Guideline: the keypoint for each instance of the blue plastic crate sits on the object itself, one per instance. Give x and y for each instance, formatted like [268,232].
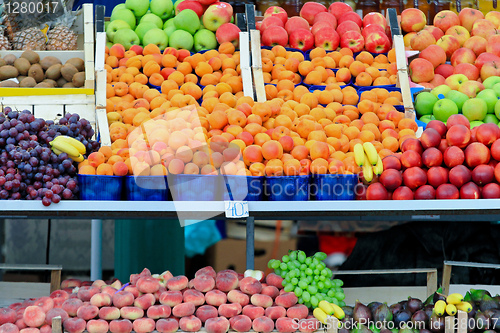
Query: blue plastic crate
[146,188]
[333,187]
[93,187]
[287,188]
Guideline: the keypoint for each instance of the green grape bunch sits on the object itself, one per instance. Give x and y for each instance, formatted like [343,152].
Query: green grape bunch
[308,278]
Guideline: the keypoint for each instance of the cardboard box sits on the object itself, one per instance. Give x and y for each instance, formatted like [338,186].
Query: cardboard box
[231,253]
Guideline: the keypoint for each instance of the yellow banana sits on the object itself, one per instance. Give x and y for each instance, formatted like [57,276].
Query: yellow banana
[359,154]
[455,298]
[451,309]
[339,313]
[371,152]
[65,147]
[464,306]
[379,167]
[72,141]
[368,172]
[326,307]
[440,307]
[320,315]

#####

▶ [ЧТО НУЖНО СДЕЛАТЬ] Можете ещё раз привести весь список выше дословно, строка в строку, только без изображений?

▶ [РЕЗУЛЬТАТ]
Guideline: the keypoint for each instance of the blue plastic crate sits on the object itself, one per instance. Give x and y for each instance, formatted like [268,232].
Query: blue plastic crate
[146,188]
[333,187]
[93,187]
[287,188]
Guideline: the keypoint for each instance of the green grape bunch sits on the object itself, one per instance. Give x and y for each instance, formatted like [343,152].
Query: green grape bunch
[308,278]
Guideline: the keypoint for each instance of the cardboard box sits on the object itself, one per instance. Give x and y for each instance, formatted like [338,186].
Query: cardboard box
[231,253]
Guideline: the keypoint for each instance of the yellow banana sits on the object itself, one per instance. Give x and y for each instance, formatted like [57,276].
Query: yellow banana
[359,154]
[455,298]
[451,309]
[339,313]
[371,152]
[65,147]
[464,306]
[379,167]
[72,141]
[368,172]
[326,307]
[440,307]
[320,315]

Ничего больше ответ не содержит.